Extracted text:
..............................

Come what may, but storytelling can never go out of fashion. No surprises that it has emerged as a massively powerful tool for content marketing today! But while storytelling may sound simple due to our childhood familiarity with it while listening to the grandma’s stories, it may require some head-scratching to find that perfect knack for it. It demands a seamless weaving of the company offerings into a story that can leave a prolonged impact on the audience/consumers in favour of building a healthy brand image that would eventually drive the sales. While storytelling is mostly an intuitive art, here are a few hacks one may keep in mind for exploiting this dynamic marketing tool to the optimum.
Be Personal, Not Didactic
A didactic communication makes the customers grow more conscious about being pitched for sales and are hence hard to get sold. Try to strike a personal chord with the audience through a story that touches their emotions. Allow the plot to unfurl naturally without sounding forceful or preachy. Evoke their emotions through humane and cause-driven stories, or by making them feel integral to the company’s journey.
Compel Empathy
When trying to strike a personal chord with the audience, the best bet is always to plant personalized characters the audience would empathise with. Compile the predominant traits and needs of your target customers and build a protagonist the audience would be compelled to find a stake in.
Skip the Jargons
You only have a minute or two to impress the audience. Imagine wasting your audience’s good, precious seconds in trying to understand those over-the-head jargons! You might well be pushing the audience away. Rather simplicity is the mantra here. Be clear about your communication goals and convey the story as lucidly as possible.
Play with Conflicts
A story isn’t a story at all without character flaws and conflicts, finally driven home to realization and catharsis. So, instead of only displaying the sunny side up, create storylines around a phase when your company’s chips were down. Remember, earnestness never lets one down. So, if you owe your customers an apology, do it now through your story.
Incorporate Real Characters
You’d be doing your stories the biggest favour by incorporating real characters. We all have seen companies roping in expecting mothers to endorse their pregnancy detection kits. It’s a smart way to make the story more endearing and convincing. Say you are to drive a breast cancer awareness campaign. Could there be any better protagonist for the story than a cancer survivor?
Infuse Unpredictability
The ‘surprise’ factor doesn’t just work well in movies, but in brand storytelling as well. So, while the audiences are served stories every minute by different companies, they’ve by now got a good hang of the regular story sequence. How about treating them to a plot that does not stick to a regular chronology? At the end of the day, you might not be selling a revolutionary product, but the way you build the story around it must flabbergast the audience and compel them to try it out.
Turn Stakeholders into Storytellers
Many a time, companies do not realize that they are sitting on a hot depot of stories ready to erupt. A customer might have an amazing testimonial to share. Or an absolutely different way of using the product. Or even a grievance or a negative feedback. These are all potential resources for giving shape to a great story. One just needs to devise a channel to collect these stories.

..............................

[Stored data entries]
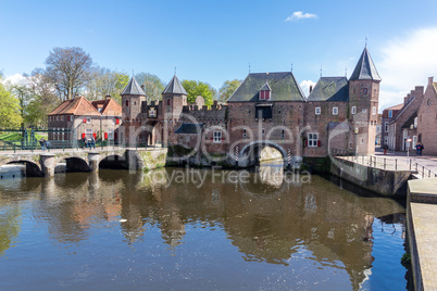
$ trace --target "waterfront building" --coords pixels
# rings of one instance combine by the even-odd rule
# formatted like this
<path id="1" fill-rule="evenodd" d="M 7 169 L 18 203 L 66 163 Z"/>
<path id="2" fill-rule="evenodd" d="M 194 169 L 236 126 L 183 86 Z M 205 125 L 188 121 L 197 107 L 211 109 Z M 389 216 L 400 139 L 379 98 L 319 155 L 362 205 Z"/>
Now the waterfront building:
<path id="1" fill-rule="evenodd" d="M 133 77 L 122 92 L 121 139 L 192 149 L 190 162 L 197 164 L 218 154 L 230 164 L 252 165 L 265 147 L 291 162 L 332 151 L 372 154 L 380 80 L 367 48 L 349 79 L 321 77 L 308 98 L 292 72 L 250 73 L 226 104 L 211 107 L 201 97 L 188 104 L 176 75 L 162 101 L 148 103 Z"/>
<path id="2" fill-rule="evenodd" d="M 112 98 L 89 102 L 76 96 L 48 114 L 48 139 L 55 146 L 65 141 L 90 139 L 117 140 L 122 106 Z"/>

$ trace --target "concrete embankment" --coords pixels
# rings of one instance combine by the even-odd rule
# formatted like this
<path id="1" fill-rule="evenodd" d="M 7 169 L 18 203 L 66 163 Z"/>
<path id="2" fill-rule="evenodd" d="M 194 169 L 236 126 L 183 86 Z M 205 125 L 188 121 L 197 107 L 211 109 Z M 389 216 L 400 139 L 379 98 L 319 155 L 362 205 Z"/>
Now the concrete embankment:
<path id="1" fill-rule="evenodd" d="M 330 174 L 384 197 L 405 195 L 410 170 L 386 170 L 340 157 L 332 159 Z"/>
<path id="2" fill-rule="evenodd" d="M 437 290 L 437 178 L 408 182 L 407 222 L 415 290 Z"/>

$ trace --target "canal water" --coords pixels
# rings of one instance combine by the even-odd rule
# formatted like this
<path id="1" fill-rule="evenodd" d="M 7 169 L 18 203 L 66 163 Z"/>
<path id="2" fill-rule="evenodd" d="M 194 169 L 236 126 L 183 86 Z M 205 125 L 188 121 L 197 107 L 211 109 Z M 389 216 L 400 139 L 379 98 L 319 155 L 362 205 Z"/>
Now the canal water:
<path id="1" fill-rule="evenodd" d="M 404 237 L 396 201 L 278 167 L 0 184 L 0 290 L 405 290 Z"/>

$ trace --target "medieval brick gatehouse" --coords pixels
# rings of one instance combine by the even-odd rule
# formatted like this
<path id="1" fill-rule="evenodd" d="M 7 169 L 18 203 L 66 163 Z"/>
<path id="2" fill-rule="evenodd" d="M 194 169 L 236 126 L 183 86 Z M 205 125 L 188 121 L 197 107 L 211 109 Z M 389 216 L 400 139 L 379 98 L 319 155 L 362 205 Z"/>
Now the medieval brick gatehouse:
<path id="1" fill-rule="evenodd" d="M 380 77 L 367 48 L 350 76 L 321 77 L 307 98 L 292 72 L 251 73 L 227 104 L 187 103 L 176 75 L 162 101 L 148 103 L 133 77 L 122 92 L 125 143 L 179 144 L 196 161 L 217 154 L 252 165 L 264 147 L 287 163 L 332 151 L 374 153 Z M 191 156 L 192 160 L 192 156 Z"/>
<path id="2" fill-rule="evenodd" d="M 48 114 L 48 139 L 59 144 L 91 137 L 115 142 L 121 119 L 122 106 L 114 99 L 89 102 L 75 97 Z"/>

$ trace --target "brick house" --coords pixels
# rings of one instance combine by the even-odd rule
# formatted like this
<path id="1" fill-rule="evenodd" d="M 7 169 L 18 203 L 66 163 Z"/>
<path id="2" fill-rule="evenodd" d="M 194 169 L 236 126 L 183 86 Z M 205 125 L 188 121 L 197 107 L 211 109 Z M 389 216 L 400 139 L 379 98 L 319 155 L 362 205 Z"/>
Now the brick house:
<path id="1" fill-rule="evenodd" d="M 417 110 L 422 103 L 424 87 L 416 86 L 403 98 L 402 107 L 388 122 L 388 147 L 394 151 L 414 151 L 417 142 Z M 408 140 L 411 142 L 408 143 Z M 410 144 L 410 146 L 409 146 Z"/>
<path id="2" fill-rule="evenodd" d="M 437 83 L 428 78 L 428 85 L 417 111 L 417 141 L 425 147 L 423 153 L 437 155 Z"/>
<path id="3" fill-rule="evenodd" d="M 48 139 L 53 146 L 91 137 L 96 140 L 116 140 L 121 118 L 122 107 L 109 97 L 93 102 L 85 97 L 75 97 L 48 114 Z"/>
<path id="4" fill-rule="evenodd" d="M 122 92 L 121 139 L 196 148 L 198 161 L 208 154 L 225 154 L 232 163 L 249 156 L 242 165 L 264 147 L 288 161 L 333 150 L 373 153 L 380 80 L 367 48 L 349 80 L 321 77 L 308 99 L 292 72 L 250 73 L 226 105 L 211 107 L 201 98 L 188 104 L 176 75 L 162 101 L 148 103 L 133 77 Z"/>

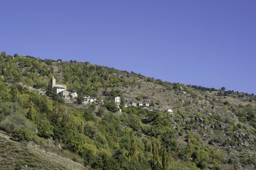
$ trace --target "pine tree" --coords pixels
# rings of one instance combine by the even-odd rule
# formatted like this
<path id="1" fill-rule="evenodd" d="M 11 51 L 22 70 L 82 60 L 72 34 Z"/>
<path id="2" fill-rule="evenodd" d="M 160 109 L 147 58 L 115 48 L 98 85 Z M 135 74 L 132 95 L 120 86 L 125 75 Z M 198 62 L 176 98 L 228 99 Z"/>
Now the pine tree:
<path id="1" fill-rule="evenodd" d="M 35 110 L 34 108 L 34 104 L 32 101 L 30 101 L 28 112 L 27 114 L 27 119 L 31 121 L 35 120 Z"/>
<path id="2" fill-rule="evenodd" d="M 167 153 L 164 149 L 163 149 L 162 153 L 162 166 L 163 169 L 168 169 Z"/>
<path id="3" fill-rule="evenodd" d="M 131 136 L 131 150 L 129 153 L 129 161 L 131 161 L 132 158 L 135 158 L 138 161 L 138 157 L 136 156 L 137 148 L 137 142 L 136 142 L 134 134 L 132 134 Z"/>

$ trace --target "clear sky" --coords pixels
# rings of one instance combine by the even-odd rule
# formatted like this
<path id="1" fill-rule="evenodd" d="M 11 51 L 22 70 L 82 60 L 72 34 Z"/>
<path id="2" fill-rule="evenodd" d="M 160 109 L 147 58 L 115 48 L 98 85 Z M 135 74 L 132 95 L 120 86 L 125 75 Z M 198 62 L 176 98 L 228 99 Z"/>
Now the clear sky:
<path id="1" fill-rule="evenodd" d="M 256 94 L 255 0 L 1 1 L 0 51 Z"/>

..............................

Prompt 1:
Answer these questions using the storytelling article:
(a) How much time does it say you have to impress the audience?
(b) Who does it suggest as the protagonist for a breast cancer awareness campaign?
(c) What three things might a customer have to share, according to its final section?
Prompt 2: Recast the paragraph of the storytelling article that begins "A didactic communication makes the customers" as a bulleted list, keeping its main points.
Prompt 3: Quote the stretch of the storytelling article from "Play with Conflicts" through "through your story.".

Answer space 1:
(a) A minute or two.
(b) A cancer survivor.
(c) An amazing testimonial, an absolutely different way of using the product, or a grievance or negative feedback.

Answer space 2:
- Didactic communication makes customers more aware of being pitched for sales, so they are harder to sell to.
- Connect personally with the audience through a story that touches their emotions.
- Let the plot unfold naturally, without sounding forceful or preachy.
- Evoke emotion with humane, cause-driven stories or by making the audience feel part of the company's journey.

Answer space 3:
Play with Conflicts
A story isn’t a story at all without character flaws and conflicts, finally driven home to realization and catharsis. So, instead of only displaying the sunny side up, create storylines around a phase when your company’s chips were down. Remember, earnestness never lets one down. So, if you owe your customers an apology, do it now through your story.